** Opening Record excerpts block **

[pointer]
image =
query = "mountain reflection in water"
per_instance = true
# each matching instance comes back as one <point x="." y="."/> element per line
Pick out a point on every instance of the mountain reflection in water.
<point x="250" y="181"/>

** Closing Record excerpts block **

_What the exercise asks_. Every entry should be retyped exactly as shown.

_Output for this task_.
[pointer]
image =
query = "mountain reflection in water"
per_instance = true
# each matching instance comes back as one <point x="." y="."/> element per line
Pick out a point on every instance of the mountain reflection in water.
<point x="250" y="181"/>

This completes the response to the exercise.